──────── SUPPLIED RECORDS
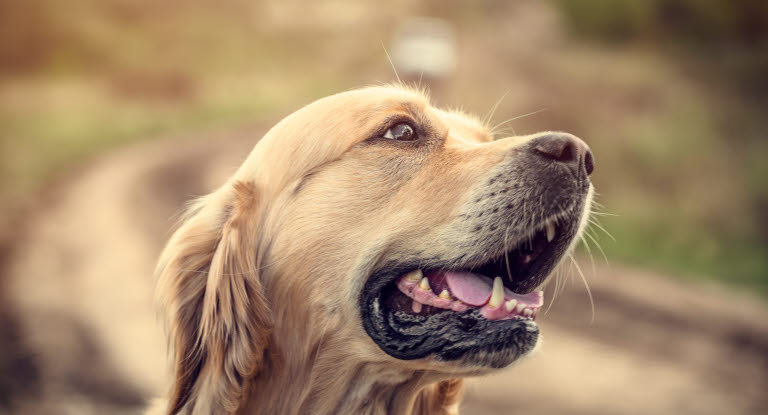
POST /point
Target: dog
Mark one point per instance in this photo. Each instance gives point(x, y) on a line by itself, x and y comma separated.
point(370, 253)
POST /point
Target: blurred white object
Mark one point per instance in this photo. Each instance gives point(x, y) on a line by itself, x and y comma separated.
point(424, 47)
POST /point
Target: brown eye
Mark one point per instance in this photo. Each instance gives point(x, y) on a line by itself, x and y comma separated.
point(401, 132)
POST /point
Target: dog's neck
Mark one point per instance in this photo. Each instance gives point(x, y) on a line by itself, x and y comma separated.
point(330, 384)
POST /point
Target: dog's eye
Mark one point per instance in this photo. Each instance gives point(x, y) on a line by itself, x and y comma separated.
point(401, 132)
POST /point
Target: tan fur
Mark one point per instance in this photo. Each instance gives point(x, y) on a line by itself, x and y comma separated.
point(260, 283)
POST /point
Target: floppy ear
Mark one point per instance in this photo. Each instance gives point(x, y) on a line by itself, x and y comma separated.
point(219, 322)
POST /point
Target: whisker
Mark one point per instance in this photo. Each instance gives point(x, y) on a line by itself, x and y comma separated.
point(391, 63)
point(586, 285)
point(517, 118)
point(597, 224)
point(597, 244)
point(489, 116)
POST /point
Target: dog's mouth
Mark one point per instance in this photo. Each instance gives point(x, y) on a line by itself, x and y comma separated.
point(480, 312)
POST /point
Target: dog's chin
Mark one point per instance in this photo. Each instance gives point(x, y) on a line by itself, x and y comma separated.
point(439, 320)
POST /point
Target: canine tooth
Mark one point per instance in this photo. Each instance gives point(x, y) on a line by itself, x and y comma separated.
point(497, 296)
point(414, 275)
point(527, 312)
point(416, 307)
point(550, 231)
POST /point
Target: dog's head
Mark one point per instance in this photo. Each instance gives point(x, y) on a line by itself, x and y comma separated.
point(373, 222)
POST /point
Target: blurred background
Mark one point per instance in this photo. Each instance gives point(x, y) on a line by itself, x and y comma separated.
point(113, 113)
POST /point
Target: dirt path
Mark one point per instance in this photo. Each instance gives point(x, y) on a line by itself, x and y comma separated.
point(81, 287)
────────────────
Reproduce the material above in full and without alteration, but skip all pictures.

POST /point
Target: dog
Mark one point per instance in this photo. Each instance gives point(x, y) on a line by itself, x and y comma separated.
point(370, 253)
POST /point
Target: blurred white object
Mark one point per instance in this photo. Each instance gives point(x, y) on a line by itself, x and y comma separated.
point(424, 47)
POST /point
Target: brown eye
Mark one point per instance in this photo. Each instance gives point(x, y) on a line by itself, x and y comma separated.
point(401, 132)
POST /point
Target: dog's neck
Mark one point per instance in this photo. Each instance gives point(x, y) on a line by itself, x and y comma separated.
point(330, 384)
POST /point
Target: dog's eye
Mark one point per instance in this photo. Each instance gives point(x, y) on a line by itself, x and y comma separated.
point(401, 132)
POST /point
Target: tan fur
Mark one point per instance in this photo. Each instance gives point(x, y) on a line by itself, x and y comma separated.
point(260, 283)
POST /point
Target: floppy ear
Mark one point per instance in this photo. Each instance gives point(x, y) on a line by itself, x and y comma separated.
point(219, 322)
POST /point
Target: whisker
Mark one point per instance in this photo. Each instance gives point(x, y) on a line by itself, x and y comma separated.
point(391, 63)
point(586, 285)
point(517, 118)
point(597, 224)
point(597, 244)
point(489, 116)
POST /point
Target: dog's mouth
Mark one point per instance in this photo. Each instance gives point(x, y) on a line by itself, x and y comma separated.
point(480, 312)
POST /point
Target: dog's chin
Mark one point per instance in this photo. Each instance gives point(x, y) on a line by itself, x and y comma separated.
point(439, 320)
POST /point
Target: canine tooth
Mark one point per instance in this photo. Each instance gives point(x, y) on a line by itself, x and y comma separated.
point(497, 296)
point(414, 275)
point(527, 312)
point(416, 307)
point(550, 231)
POST /point
Target: dog's head
Mark one point per instance in this photo. Each instance gives point(x, y) on a line by itself, x and y comma separated.
point(373, 222)
POST /point
Target: blurred background
Mark one point per instance in this photo. Each instance gives point(x, y) on a line by itself, x and y comma separated.
point(113, 113)
POST /point
Target: dirt path
Mark one point per instance in this photo. Each instance gives point(x, y) on a line by itself, x and y comma separated.
point(81, 287)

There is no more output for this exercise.